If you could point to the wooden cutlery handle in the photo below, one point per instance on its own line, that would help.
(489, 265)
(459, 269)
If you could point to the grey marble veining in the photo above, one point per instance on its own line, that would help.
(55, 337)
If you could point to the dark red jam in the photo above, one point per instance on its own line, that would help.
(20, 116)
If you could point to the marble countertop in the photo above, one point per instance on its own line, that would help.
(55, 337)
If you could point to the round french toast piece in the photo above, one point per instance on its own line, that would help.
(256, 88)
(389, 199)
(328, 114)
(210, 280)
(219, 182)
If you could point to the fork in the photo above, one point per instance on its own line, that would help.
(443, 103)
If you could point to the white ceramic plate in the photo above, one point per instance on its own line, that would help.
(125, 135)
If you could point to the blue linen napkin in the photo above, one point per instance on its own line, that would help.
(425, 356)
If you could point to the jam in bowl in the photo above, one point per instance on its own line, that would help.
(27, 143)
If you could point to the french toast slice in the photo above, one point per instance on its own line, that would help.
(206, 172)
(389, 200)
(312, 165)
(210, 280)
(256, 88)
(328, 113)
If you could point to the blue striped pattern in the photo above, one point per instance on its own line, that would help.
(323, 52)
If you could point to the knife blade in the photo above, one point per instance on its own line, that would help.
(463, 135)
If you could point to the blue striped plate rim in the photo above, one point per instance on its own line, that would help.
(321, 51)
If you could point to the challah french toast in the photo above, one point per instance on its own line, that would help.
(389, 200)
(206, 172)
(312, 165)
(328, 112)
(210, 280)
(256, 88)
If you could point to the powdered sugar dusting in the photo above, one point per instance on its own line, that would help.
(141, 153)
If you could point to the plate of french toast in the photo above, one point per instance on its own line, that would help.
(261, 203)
· · · · ·
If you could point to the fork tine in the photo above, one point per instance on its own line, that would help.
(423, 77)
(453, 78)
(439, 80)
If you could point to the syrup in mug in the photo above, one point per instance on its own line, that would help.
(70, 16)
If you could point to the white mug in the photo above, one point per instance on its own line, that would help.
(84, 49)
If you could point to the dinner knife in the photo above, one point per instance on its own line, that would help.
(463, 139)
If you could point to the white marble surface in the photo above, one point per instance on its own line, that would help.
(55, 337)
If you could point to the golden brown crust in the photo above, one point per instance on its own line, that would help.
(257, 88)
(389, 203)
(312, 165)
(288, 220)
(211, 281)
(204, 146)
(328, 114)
· · · · ·
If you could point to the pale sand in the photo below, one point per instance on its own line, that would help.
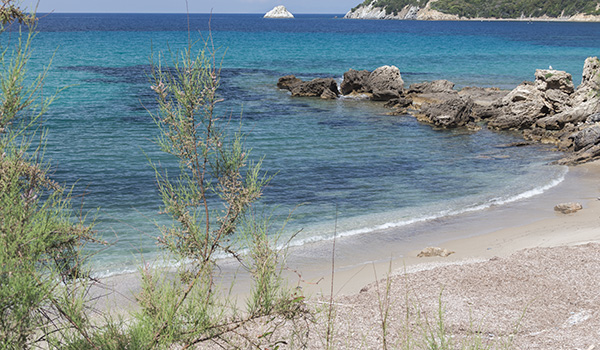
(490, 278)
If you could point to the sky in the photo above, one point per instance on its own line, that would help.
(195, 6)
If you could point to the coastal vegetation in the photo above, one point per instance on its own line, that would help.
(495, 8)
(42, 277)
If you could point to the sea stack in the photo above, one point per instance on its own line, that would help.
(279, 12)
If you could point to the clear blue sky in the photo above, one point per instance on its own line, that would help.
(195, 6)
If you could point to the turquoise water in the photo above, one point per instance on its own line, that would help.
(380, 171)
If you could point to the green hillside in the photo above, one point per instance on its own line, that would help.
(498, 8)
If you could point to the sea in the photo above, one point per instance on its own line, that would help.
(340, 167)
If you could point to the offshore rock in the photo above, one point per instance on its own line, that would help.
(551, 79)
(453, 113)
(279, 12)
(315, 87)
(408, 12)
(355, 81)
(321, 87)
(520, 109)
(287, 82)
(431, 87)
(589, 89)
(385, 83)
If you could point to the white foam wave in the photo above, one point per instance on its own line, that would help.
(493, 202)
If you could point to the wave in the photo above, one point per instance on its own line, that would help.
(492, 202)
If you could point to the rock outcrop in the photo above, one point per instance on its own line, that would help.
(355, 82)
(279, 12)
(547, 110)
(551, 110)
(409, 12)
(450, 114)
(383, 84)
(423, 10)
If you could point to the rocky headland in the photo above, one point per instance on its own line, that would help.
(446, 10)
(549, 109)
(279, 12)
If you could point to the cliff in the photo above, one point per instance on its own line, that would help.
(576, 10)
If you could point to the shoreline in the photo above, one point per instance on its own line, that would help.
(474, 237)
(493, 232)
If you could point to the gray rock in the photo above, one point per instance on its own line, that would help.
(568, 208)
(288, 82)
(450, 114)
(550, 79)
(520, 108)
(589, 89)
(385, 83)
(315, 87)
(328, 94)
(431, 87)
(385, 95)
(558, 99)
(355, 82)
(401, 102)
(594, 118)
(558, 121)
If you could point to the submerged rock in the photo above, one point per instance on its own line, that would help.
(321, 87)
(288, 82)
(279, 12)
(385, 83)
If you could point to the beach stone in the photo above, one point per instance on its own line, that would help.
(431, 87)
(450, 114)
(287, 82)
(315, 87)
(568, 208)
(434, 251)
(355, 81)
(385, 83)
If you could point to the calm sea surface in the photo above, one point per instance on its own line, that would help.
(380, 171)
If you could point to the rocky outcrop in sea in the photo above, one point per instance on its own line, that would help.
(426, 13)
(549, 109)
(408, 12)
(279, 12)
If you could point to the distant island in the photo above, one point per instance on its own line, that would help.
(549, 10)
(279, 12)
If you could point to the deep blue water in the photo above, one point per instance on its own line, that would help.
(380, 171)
· · · · ·
▶ _EXERCISE PROMPT_:
Which lines of the material above contain the word "striped"? Collect each of them in full, treating uppercase and lowercase letters as different.

▶ _RESPONSE BELOW_:
If you could point to the blue striped pattern in the photo above, one point per instance on its own line, that would help.
If you could point to the blue striped plate rim in the photo above, one point per instance on its own line, that would help.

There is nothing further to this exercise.